---- Material supplied

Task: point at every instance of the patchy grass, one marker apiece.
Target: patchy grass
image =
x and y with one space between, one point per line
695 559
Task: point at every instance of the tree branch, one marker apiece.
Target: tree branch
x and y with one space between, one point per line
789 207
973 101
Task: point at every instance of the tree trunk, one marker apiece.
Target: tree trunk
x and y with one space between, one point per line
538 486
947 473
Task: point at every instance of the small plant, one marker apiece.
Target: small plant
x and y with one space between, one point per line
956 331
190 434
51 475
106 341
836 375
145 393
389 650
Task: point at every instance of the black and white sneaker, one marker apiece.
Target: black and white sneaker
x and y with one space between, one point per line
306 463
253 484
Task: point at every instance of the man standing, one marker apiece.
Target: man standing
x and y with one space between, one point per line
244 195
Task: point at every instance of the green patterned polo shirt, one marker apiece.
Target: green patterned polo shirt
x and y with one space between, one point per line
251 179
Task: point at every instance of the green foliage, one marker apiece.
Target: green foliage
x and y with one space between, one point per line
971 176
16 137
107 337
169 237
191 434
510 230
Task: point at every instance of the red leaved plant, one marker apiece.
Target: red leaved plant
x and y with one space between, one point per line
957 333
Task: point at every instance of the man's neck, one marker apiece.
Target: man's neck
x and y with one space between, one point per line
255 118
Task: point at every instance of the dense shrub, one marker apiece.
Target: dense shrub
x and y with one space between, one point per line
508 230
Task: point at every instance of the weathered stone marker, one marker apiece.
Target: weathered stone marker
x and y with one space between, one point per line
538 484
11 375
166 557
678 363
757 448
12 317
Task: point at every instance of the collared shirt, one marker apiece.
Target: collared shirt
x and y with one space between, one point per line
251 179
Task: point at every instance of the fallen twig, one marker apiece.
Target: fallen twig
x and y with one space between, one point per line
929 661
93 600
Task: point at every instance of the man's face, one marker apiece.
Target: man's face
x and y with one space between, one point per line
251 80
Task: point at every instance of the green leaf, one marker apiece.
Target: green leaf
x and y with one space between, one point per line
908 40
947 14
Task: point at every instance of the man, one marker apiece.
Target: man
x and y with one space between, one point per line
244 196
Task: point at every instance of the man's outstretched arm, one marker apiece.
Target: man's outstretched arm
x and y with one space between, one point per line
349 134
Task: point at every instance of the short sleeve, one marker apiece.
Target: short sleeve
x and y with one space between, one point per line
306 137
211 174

--------

Repeat, word for word, every line from the line that contains "Task: point at every instance of the green leaf, one" to the end of the entries; include both of those lines and no others.

→ **Solution to the exercise**
Task: point at every instance of the green leaf, one marker apiece.
Target: green leaf
x and y with one space between, one point per line
908 40
947 14
Task: point at every instance of the man, one marker apiece.
Target: man
x and y with one space between, one point per line
244 196
Task: point at every instance of the man's outstretched arm, one marker apiece.
Target: man's outstretched arm
x and y with one space between, one point per line
349 134
Task: point at every instance of the short sleeve, one marker apiece.
Target: short sleeve
x and y with one space between, one point per line
306 137
211 174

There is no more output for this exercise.